** TEXT TO READ **
---

On Mon, Oct 26, 2015 at 1:11 PM, Egor Pasko <pa...@google.com> wrote:
>
>

Egor Pasko

unread,
Oct 27, 2015, 4:36:17 AM10/27/15
to Brian White, chromium-dev
On Mon, Oct 26, 2015 at 3:53 PM, Brian White <bcw...@google.com> wrote:
Also there are some terminological problems in this thread, probably because we are throwing half-baked ideas and nobody designed the concurrency model yet. Let's take another approach: please take time to write your detailed proposal. In the concurrency model please define the use of lowlevel OS primitives (starting from Android please).

I have added "Allocation" plans to my document, including pseudo-code.  The only low-level primitive is CAS.

Thanks, that is useful. I found no race conditions, it should probably work (modulo our inability to grow shared memory segment), but will leak memory after each renderer dies. Did you mean some tricky platform-dependent tossing shared memory between renderers to make sure not too much memory is wasted? Otherwise, creating one shmem region per renderer seems simpler.

If the segments are shared across all renderers, then they'll use the same set of histograms without allocating new ones.  If they're separate, then the shared memory segment will be discarded when a renderer dies.
 
Ah, I see, we can occasionally leak if a histogram is allocated by two processes within a short timeframe, and we think that this situation will not be common. Sgtm.
 
Then after that .. not using shmem is almost the same .. and even simpler (sorry, had to say that).

Persisting the data to a file has its own set of problems.  But can be accomplished with a single block-write of the memory segment (no longer shared but just allocated as a single block from the heap).  At least the main histogram code remains unchanged regardless of the storage mechanism.

One can merge it on the browser-side before writing to the file. That's very similar to how breakpad persists crash data. For simplicity (and performance) I would prefer to extend these mechanisms.

Dmitriy Vyukov

unread,
Oct 27, 2015, 9:03:59 AM10/27/15
to Alexander Potapenko, Egor Pasko, Brian White, Richard Coles, Chris Hamilton, Matthew Dempsky, Chromium-dev, Lei Zhang, Bruce
Tsan does not catch races between different processes. But it can
catch races on shared memory if both racy accesses happen in the same
process, so you would need a test that emulates several processes as
multiple threads.

---

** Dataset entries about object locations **
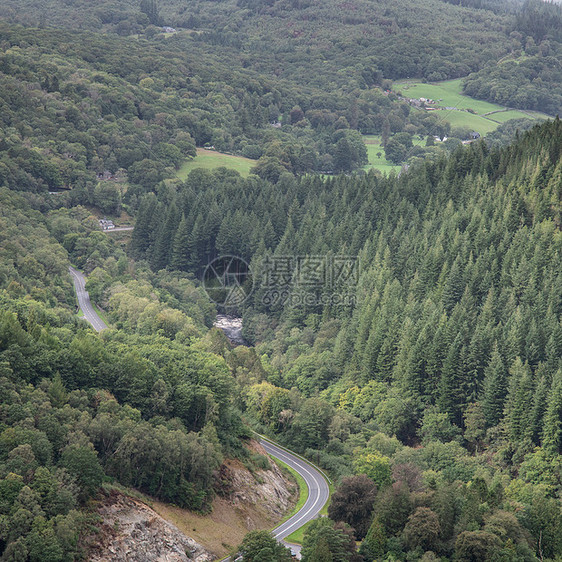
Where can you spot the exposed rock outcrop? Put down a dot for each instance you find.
(269, 490)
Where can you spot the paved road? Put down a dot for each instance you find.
(84, 300)
(318, 488)
(118, 229)
(318, 494)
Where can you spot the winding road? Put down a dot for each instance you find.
(318, 492)
(84, 300)
(317, 483)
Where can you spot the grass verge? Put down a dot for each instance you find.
(102, 315)
(303, 489)
(298, 535)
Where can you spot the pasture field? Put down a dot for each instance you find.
(374, 146)
(210, 159)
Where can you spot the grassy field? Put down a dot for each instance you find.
(449, 94)
(210, 159)
(374, 146)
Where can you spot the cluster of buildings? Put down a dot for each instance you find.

---

** TASKS TO COMPLETE **
(a) Answer these questions using the mailing-list thread above.
(i) According to the "Allocation" plans, what is the only low-level primitive?
(ii) What does the thread compare merging on the browser side before writing to the file to?
(iii) What kind of test is needed for Tsan to catch races on shared memory?
(b) Edit the mailing-list thread above, starting with "One can merge" and going on through "extend these mechanisms.", with "breakpad" replaced by "crashpad".

** THE ANSWERS **
(a)
(i) CAS.
(ii) How breakpad persists crash data.
(iii) A test that emulates several processes as multiple threads.

(b)
One can merge it on the browser-side before writing to the file. That's very similar to how crashpad persists crash data. For simplicity (and performance) I would prefer to extend these mechanisms.